[start Text excerpt]

RADIAL ROLLER BEARING CAGE

Abstract

A radial roller bearing cage includes a pair of annular bodies; and a plurality of bars by which the annular bodies are axially connected to each other. The annular bodies and the bars are integrally formed by resin molding. A plurality of pockets separated from each other by the bars is provided between the annular bodies. A projection projecting radially inwardly is provided in at least one of parts of at least one of the annular bodies, the parts axially facing the pockets, respectively.

Description

CROSS-REFERENCE TO RELATED APPLICATION

This application claims priority to Japanese Patent Application No. 2019-221413 filed on Dec. 6, 2019, incorporated herein by reference in its entirety.

BACKGROUND

1. Technical Field

The disclosure relates to a radial roller bearing cage made of resin.

2. Description of Related Art

In related art, some planetary gear devices used for transmissions of vehicles (e.g., automobiles) are configured such that a plurality of planetary gears is disposed between an external gear and an internal gear, and each of the planetary gears is rotatably supported by a radial roller bearing. The radial roller bearing includes a plurality of rollers and a cage configured to hold the rollers such that the rollers are rollable. Roller bearings used in planetary gear devices support rotation of planetary gears while the roller bearings receive centrifugal force caused by revolution of the planetary gears. Accordingly, in order to secure strength, cages made of metal have been widely used. However, due to request for weight reduction and cost reduction, there have been made attempts to employ cages made of resin (e.g., see Japanese Unexamined Patent Application Publication No. 2006-77801 (JP 2006-77801 A)).

A cage described in JP 2006-77801 A is configured such that two rib portions constituted by annular bodies facing each other at an interval in the axial direction of the cage and a plurality of bars arranged at predetermined intervals in the circumferential direction of the cage are integrally formed by use of a resin material. In each of the two rib portions, an annular core is embedded for improvement in strength. The annular core is made of a strength material higher in strength than the resin material. The core is made of a resin material combined with a metallic material such as rolled steel or reinforced fiber such as glass fiber.

[end Text excerpt]
[start Rows]

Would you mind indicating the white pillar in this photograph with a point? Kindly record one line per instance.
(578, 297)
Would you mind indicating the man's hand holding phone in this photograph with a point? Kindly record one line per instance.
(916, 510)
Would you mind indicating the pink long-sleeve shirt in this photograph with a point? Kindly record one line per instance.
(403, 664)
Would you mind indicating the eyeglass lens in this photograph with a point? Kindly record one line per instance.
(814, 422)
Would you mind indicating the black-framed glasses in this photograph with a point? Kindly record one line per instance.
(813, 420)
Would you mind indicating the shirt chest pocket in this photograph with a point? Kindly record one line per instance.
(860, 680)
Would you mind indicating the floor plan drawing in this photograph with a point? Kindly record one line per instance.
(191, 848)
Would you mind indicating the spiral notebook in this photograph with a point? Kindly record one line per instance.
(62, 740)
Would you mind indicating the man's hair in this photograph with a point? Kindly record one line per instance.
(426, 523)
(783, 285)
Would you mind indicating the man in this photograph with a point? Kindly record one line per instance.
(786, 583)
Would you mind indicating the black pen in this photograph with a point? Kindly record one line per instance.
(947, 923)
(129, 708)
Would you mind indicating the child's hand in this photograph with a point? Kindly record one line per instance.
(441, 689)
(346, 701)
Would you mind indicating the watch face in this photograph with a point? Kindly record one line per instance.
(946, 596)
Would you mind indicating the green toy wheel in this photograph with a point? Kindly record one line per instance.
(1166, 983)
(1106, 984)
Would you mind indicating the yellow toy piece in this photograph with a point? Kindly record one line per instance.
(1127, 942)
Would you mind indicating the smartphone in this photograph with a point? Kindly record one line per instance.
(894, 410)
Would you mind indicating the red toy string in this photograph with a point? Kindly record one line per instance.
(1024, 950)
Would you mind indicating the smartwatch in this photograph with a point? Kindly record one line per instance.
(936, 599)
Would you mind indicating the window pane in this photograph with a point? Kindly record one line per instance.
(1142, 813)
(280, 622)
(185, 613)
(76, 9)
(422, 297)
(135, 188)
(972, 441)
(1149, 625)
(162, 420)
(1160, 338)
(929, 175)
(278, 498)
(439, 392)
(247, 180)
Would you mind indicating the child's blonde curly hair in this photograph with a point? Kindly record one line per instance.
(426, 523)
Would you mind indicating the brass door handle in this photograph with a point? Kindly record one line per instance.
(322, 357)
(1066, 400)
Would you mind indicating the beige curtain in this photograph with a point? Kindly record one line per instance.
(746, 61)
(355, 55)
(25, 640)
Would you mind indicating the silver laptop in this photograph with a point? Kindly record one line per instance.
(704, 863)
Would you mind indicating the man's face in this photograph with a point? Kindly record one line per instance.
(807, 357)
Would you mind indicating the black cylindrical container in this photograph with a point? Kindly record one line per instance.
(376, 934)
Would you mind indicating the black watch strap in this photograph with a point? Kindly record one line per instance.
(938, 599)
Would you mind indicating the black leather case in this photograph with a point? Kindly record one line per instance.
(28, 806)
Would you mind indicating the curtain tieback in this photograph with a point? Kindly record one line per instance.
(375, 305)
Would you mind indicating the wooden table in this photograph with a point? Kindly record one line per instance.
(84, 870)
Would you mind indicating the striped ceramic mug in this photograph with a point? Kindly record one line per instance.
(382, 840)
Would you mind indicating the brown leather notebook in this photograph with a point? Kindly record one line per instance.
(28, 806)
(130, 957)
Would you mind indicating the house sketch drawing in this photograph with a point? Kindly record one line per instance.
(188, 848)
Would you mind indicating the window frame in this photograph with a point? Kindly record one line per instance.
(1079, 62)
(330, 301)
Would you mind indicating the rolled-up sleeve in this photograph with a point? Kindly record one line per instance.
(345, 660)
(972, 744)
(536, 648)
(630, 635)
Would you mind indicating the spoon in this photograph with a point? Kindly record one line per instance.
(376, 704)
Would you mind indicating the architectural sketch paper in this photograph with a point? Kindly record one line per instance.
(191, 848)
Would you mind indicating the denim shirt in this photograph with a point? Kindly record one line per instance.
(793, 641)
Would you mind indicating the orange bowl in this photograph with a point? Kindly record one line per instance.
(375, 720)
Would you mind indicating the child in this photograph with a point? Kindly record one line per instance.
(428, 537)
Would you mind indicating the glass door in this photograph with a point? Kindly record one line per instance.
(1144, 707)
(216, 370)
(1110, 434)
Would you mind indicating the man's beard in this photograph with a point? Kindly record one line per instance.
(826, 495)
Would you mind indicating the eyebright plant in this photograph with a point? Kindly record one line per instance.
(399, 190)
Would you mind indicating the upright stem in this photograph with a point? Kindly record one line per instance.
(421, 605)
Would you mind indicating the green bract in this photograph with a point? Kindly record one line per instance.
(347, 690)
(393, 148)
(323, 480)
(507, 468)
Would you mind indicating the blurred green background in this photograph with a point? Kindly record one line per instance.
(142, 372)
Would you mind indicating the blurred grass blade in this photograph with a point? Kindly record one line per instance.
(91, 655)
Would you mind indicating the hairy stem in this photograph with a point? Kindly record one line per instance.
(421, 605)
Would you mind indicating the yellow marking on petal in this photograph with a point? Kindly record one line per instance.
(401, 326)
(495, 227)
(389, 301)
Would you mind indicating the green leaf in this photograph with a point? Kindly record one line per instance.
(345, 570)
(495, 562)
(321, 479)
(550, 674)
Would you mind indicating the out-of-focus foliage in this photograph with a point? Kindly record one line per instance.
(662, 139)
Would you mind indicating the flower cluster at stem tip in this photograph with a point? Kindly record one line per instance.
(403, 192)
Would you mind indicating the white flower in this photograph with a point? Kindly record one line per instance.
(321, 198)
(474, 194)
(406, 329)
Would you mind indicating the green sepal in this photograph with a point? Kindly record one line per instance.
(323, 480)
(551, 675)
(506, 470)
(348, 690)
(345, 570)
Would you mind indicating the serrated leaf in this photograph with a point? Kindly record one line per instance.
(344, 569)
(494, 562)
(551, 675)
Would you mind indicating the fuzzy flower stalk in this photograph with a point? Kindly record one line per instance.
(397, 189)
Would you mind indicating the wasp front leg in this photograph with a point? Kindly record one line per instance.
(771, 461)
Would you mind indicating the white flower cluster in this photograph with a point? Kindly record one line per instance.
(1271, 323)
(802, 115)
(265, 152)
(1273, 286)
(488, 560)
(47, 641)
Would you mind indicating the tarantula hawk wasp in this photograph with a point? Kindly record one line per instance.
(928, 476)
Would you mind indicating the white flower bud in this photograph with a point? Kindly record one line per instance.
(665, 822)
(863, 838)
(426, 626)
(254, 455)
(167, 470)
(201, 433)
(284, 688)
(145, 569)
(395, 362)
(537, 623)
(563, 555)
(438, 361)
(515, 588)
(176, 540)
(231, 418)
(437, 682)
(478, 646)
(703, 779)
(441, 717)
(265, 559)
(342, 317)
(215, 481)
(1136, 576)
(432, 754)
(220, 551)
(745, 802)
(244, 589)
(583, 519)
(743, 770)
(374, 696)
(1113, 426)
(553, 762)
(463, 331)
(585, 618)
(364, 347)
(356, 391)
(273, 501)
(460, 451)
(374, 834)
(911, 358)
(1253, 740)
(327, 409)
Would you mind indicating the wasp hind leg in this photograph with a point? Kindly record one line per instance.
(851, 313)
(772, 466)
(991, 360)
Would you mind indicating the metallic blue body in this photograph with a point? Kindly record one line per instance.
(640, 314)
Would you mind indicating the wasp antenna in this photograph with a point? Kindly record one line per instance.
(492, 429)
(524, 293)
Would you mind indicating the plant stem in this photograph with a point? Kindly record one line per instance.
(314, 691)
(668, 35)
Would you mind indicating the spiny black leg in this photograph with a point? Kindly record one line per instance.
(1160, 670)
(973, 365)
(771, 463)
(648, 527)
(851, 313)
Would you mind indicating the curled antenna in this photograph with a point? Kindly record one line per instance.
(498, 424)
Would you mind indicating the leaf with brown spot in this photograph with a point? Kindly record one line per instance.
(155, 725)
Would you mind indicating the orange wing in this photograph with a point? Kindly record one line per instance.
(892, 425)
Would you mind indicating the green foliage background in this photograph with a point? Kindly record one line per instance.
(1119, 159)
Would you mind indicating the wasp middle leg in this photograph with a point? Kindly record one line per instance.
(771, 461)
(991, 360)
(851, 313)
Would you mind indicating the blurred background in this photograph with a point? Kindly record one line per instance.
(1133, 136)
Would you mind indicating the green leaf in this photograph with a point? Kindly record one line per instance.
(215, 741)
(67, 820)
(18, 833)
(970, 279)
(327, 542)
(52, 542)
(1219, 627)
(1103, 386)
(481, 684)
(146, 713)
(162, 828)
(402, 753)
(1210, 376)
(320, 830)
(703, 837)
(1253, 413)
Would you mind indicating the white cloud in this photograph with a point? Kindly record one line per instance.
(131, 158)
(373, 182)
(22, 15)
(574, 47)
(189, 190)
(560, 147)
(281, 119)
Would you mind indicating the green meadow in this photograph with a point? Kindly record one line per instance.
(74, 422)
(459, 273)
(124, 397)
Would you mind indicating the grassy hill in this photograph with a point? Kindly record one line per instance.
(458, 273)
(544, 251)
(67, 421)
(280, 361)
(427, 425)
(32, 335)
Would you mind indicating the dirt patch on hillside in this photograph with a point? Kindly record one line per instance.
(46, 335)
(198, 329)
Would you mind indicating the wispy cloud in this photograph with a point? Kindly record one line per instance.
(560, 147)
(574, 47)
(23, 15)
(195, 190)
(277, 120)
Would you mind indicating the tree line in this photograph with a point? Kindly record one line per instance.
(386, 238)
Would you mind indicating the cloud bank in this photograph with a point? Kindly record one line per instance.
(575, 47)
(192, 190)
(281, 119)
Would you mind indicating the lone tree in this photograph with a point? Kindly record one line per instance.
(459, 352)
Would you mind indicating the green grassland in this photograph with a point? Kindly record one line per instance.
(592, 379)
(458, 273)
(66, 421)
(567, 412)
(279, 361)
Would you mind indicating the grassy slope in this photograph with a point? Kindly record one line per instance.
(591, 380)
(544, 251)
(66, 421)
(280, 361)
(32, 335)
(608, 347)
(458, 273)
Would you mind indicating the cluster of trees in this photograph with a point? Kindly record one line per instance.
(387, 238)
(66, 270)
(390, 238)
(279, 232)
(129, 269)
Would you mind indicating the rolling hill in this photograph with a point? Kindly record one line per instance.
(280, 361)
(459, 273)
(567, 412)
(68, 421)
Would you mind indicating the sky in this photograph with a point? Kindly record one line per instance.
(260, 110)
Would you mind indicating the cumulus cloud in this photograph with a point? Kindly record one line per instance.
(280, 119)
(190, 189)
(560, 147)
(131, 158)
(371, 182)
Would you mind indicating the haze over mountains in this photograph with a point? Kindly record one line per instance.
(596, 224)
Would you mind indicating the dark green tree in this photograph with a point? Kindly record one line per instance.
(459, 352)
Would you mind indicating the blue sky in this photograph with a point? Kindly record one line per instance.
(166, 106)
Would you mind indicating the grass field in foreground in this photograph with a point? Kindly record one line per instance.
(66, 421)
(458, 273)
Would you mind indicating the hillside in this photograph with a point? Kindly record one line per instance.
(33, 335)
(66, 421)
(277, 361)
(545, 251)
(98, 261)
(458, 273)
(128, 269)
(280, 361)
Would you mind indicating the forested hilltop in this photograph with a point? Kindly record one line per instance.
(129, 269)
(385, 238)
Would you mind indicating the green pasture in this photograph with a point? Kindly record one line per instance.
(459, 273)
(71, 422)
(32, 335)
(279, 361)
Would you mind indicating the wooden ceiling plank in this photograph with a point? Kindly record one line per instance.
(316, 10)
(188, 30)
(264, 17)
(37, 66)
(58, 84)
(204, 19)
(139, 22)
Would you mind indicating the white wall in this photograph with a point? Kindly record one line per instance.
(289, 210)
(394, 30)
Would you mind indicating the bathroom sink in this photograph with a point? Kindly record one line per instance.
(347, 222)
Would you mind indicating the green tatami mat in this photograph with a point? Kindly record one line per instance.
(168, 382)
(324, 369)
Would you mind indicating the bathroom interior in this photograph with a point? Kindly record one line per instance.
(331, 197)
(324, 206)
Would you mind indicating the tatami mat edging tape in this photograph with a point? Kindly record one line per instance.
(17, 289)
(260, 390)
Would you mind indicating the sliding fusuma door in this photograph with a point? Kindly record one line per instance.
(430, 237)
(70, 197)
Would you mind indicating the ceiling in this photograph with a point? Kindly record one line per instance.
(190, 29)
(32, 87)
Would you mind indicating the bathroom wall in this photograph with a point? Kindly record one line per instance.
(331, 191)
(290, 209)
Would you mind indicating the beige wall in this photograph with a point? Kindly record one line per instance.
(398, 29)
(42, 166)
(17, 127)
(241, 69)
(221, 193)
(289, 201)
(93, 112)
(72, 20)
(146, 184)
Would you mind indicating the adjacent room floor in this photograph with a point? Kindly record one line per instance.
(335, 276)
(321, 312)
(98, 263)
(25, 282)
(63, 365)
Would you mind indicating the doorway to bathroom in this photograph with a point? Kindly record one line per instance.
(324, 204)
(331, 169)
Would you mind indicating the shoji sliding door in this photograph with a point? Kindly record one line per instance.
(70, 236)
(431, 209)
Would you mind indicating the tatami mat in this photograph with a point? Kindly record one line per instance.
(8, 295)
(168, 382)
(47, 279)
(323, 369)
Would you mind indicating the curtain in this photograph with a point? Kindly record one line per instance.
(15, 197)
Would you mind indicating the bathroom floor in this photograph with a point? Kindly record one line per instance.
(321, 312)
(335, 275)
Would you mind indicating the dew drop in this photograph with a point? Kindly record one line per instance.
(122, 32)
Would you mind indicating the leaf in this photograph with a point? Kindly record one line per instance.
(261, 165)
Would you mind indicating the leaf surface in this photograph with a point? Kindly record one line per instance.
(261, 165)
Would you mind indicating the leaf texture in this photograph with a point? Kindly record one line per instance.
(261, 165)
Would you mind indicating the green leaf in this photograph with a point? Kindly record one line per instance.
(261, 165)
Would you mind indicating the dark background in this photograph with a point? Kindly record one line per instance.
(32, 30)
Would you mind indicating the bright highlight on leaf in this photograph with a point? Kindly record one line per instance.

[end Rows]

**Problems to solve**:
1. Summarize the radial roller bearing cage text in two sentences.
2. Continue the radial roller bearing cage text from the point where it stops.
The material has no connection to the radial roller bearing cage text.

**Answer list**:
1. The text describes a resin radial roller bearing cage in which two annular bodies are joined by bars that separate pockets between them, with a radially inward projection on at least one annular body at a part facing a pocket. It explains that planetary gear devices have widely used metal cages for strength, but resin cages have been tried for weight and cost reduction, such as the one in JP 2006-77801 A, whose rib portions embed an annular core made of a stronger material.

2.
SUMMARY

In the cage described in JP 2006-77801 A, the core is embedded in each of the two rib portions, and therefore, man-hours at the time of manufacturing and weight increase. Although weight reduction and cost reduction are achieved in comparison with a metal cage, further weight reduction and further cost reduction have been requested. In consideration of the aforementioned circumstances, the inventor of the disclosure started to develop a resin cage having improved strength and found that the strength of the cage can be increased particularly by dispersing stress of annular bodies. Thus, the disclosure has been accomplished. That is, the disclosure provides a radial roller bearing cage made of resin and having improved strength.

One aspect of the disclosure relates to a radial roller bearing cage including a pair of annular bodies and a plurality of bars by which the annular bodies are axially connected to each other. The annular bodies and the bars are integrally formed by resin molding. A plurality of pockets separated from each other by the bars is provided between the annular bodies. A projection projecting radially inwardly is provided in at least one of parts of at least one of the annular bodies, the parts axially facing the pockets, respectively.

With the aspect of the disclosure, it is possible to improve the strength of the radial roller bearing cage made of resin.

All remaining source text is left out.